→ **Task to complete**
Copy the data word for word, from its first line down to and including the line with "point(23, 180)".
—————
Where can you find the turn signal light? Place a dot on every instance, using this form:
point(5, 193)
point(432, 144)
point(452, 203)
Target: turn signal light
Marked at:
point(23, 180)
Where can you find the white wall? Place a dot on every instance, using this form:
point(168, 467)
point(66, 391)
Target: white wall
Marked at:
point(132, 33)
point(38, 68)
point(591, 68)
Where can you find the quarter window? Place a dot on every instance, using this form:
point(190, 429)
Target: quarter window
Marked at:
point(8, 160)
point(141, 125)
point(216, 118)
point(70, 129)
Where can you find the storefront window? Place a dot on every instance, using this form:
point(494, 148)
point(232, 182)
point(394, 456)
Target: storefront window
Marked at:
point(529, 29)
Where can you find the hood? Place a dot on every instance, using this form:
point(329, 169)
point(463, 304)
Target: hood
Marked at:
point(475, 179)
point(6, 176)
—————
→ **Result**
Where can you find the turn signal light? Place a dot on every instance, using this form:
point(5, 193)
point(432, 144)
point(452, 203)
Target: turn signal light
Marked at:
point(23, 180)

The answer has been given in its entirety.